* start QUOTED PASSAGE *

You could. But you wouldn't have to, to benefit from emacs lisp.
Really, I usually don't spend any time on emacs customization, in the
course of a project. On the other hand, I may spend a few minutes to
write project specific emacs lisp functions, to help editing or
generating project specific stuff.

And you can customize emacs a lot without even programming in emacs
lisp. There are almost orthogonal matters.

--
__Pascal Bourguignon__
From: Frank Buss on
Pascal J. Bourguignon wrote:

> Yes. After all, we all know that the only thing Python has is
> significant indentation and colons (both of which are despicable), and
> nothing else, not even list processing primitives.

Python has some list processing primitives:

(car x) = x[0]
(cdr x) = x[1:]
(cons x y) = [x] + y
etc.

Of course, the functions are not the same as in Common Lisp, e.g. x[0]
gives an IndexError, if the list is empty and the primitives are not
functions, so you need to define your own functions for using it with
higher order functions.

* end QUOTED PASSAGE *
* start EXTRACTED INFORMATION *

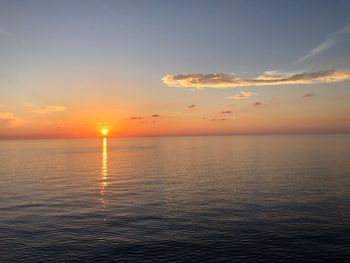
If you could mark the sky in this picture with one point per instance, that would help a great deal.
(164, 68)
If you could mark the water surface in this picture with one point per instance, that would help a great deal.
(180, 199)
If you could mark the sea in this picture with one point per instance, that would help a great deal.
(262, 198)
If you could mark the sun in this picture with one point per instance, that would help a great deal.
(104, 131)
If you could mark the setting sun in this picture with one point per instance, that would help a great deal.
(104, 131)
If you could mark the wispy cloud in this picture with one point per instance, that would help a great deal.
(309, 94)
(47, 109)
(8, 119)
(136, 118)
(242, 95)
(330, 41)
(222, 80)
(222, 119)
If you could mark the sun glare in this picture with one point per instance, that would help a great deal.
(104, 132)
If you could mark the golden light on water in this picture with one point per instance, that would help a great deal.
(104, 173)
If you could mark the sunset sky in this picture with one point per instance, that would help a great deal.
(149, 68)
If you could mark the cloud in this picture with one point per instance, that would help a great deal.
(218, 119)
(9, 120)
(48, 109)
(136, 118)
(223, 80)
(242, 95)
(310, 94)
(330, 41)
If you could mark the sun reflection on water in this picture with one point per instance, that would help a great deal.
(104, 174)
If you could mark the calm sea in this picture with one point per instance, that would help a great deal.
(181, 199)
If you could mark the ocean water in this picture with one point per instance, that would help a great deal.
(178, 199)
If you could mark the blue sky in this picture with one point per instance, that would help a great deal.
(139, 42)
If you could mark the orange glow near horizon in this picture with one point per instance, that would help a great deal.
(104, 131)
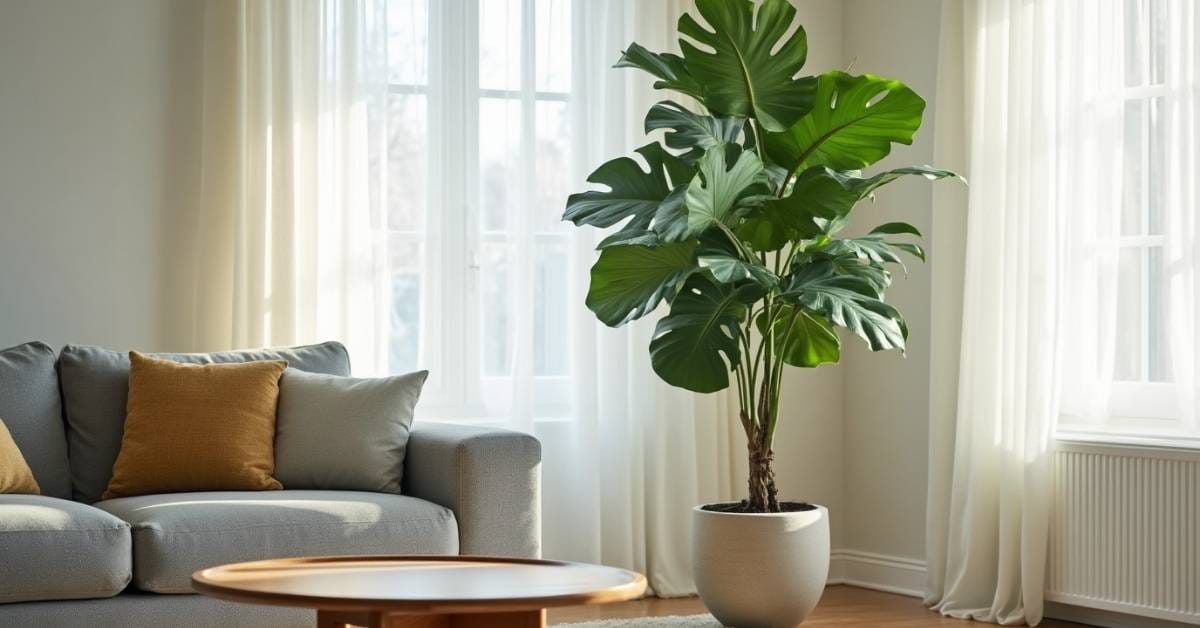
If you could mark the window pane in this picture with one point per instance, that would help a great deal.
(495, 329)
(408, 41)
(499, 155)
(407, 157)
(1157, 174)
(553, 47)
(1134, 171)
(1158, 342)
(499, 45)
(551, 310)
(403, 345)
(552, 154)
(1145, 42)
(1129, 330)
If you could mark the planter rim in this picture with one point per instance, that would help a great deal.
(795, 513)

* end EXTRACTED INFORMATION *
* start EXTRACTED INFORMATION *

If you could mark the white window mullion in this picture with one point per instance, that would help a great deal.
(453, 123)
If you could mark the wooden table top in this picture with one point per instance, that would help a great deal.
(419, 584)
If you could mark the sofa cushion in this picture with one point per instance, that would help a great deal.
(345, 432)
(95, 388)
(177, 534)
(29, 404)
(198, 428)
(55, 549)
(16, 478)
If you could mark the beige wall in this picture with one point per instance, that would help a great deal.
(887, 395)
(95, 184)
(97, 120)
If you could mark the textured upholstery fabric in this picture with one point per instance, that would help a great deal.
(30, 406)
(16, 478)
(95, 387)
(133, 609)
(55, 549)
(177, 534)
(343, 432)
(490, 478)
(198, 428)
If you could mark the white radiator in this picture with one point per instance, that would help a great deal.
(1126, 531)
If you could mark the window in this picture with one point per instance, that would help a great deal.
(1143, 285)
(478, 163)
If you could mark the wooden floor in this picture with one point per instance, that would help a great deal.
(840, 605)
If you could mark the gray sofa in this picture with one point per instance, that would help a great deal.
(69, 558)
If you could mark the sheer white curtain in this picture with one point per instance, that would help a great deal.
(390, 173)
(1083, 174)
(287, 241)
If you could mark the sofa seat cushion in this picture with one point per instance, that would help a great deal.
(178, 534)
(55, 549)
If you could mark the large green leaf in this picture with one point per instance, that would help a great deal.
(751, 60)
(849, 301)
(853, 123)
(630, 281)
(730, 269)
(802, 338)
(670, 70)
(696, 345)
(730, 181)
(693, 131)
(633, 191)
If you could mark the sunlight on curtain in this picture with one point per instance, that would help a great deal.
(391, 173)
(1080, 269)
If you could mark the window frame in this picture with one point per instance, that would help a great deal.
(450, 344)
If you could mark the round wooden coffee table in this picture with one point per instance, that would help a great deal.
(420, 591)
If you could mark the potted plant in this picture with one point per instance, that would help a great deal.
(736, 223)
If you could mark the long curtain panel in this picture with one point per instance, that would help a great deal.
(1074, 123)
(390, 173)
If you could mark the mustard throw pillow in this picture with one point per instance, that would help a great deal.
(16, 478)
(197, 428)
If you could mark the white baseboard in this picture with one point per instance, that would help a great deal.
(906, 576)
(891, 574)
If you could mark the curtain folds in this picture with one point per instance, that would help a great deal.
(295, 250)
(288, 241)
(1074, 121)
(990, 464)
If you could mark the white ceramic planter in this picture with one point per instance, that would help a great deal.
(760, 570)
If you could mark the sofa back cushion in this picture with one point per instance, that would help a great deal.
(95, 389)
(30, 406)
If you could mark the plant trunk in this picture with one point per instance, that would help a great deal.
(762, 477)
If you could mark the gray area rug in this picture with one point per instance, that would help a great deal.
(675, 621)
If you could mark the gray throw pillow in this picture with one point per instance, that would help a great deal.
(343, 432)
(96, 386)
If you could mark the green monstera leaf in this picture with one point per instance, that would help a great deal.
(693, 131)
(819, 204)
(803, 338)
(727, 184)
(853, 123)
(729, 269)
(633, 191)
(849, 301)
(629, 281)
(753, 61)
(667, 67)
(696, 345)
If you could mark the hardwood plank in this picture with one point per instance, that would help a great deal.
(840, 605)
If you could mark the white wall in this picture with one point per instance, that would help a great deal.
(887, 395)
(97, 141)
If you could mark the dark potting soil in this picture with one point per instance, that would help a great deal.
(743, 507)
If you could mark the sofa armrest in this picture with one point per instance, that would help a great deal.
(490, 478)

* end EXTRACTED INFORMATION *
* start EXTRACTED INFORMATION *

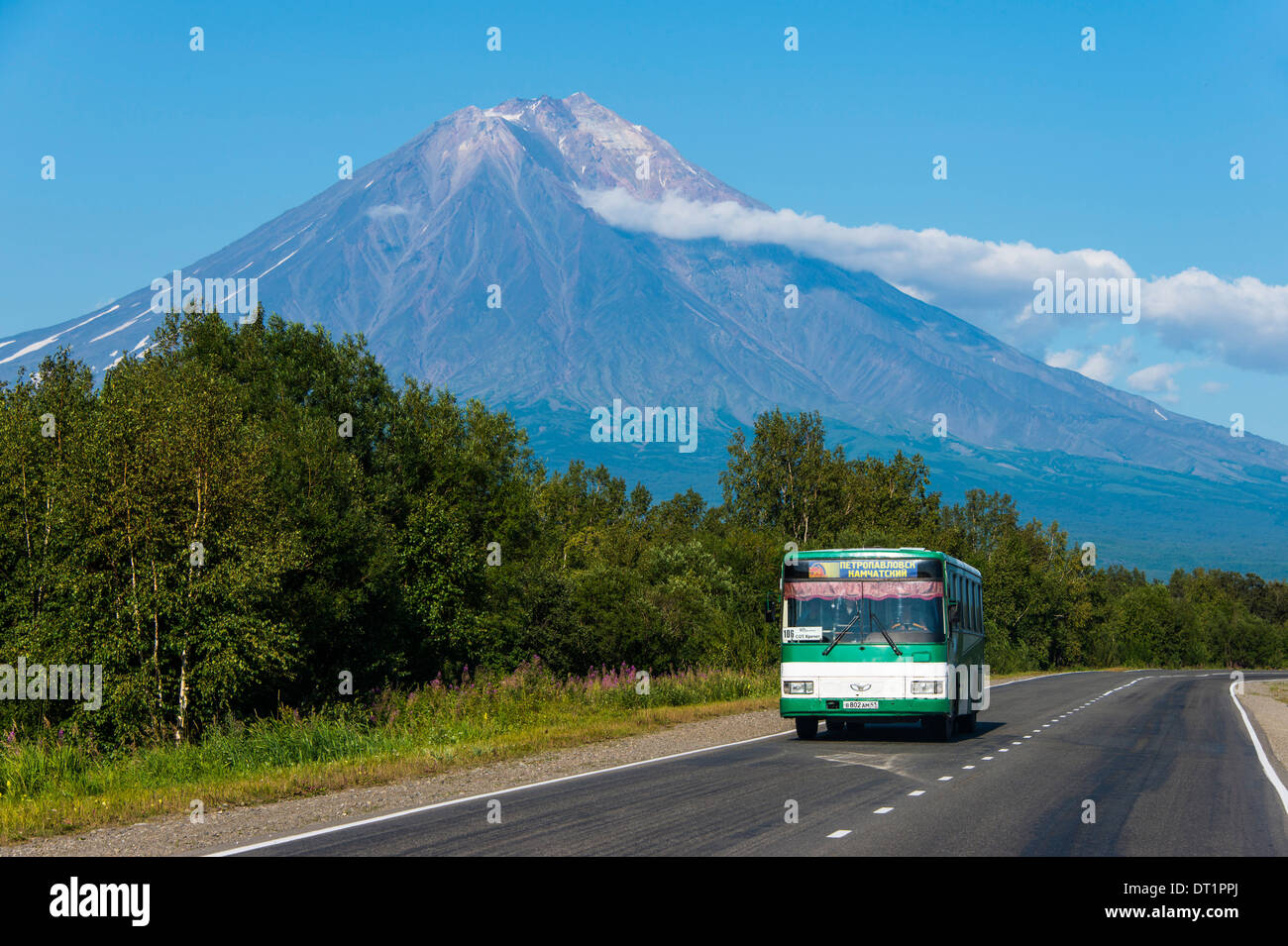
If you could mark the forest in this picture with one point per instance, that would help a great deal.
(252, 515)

* end EXTRACTED INFORMATION *

- [WORK TO DO]
**1.** In the newsgroup exchange about Lisp and Python, what does x[0] give if the list is empty?
**2.** Pick up the newsgroup exchange about Lisp and Python at its last sentence and continue it from there.

- [RESULTS FOR THE EXERCISE]
**1.** It gives an IndexError.

**2.**
--
Frank Buss, fb(a)frank-buss.de
http://www.frank-buss.de, http://www.it4-systems.de
From: Pascal J. Bourguignon on
Frank Buss <fb(a)frank-buss.de> writes:

> Pascal J. Bourguignon wrote:
>
>> Yes. After all, we all know that the only thing Python has is
>> significant indentation and colons (both of which are despicable), and
>> nothing else, not even list processing primitives.
>
> Python has some list processing primitives:

Yes. And lisp has arrays. That was my point ;-)

We could develop the memes that

python is PainfullY THpace Overloaded Nuttiness
ruby is Rabid UBject Yoke
java is Just Another Vaunted Avoidance

etc.

(The TH in python is for the x[0],x[1:] you mentioned).




--
__Pascal Bourguignon__
From: Peter Keller on
Pascal J. Bourguignon <pjb(a)informatimago.com> wrote:
> We could develop the memes that
> java is Just Another Vaunted Avoidance

Just Another Vapid Attempt

-pete
From: Nicolas Neuss on
Tamas K Papp <tkpapp(a)gmail.com> writes:

> Then you are probably not typical. BTW, do you have online notes for
> your course? I am just curious.

I have notes for a previous version of the course which was a 2h/week
lecture. It mostly follows the first three chapters of SICP with
add-ons on syntax transformations, the lambda calculus, and OO. The
notes are in German, but not under a published link. If you want to
take a look, drop me an email.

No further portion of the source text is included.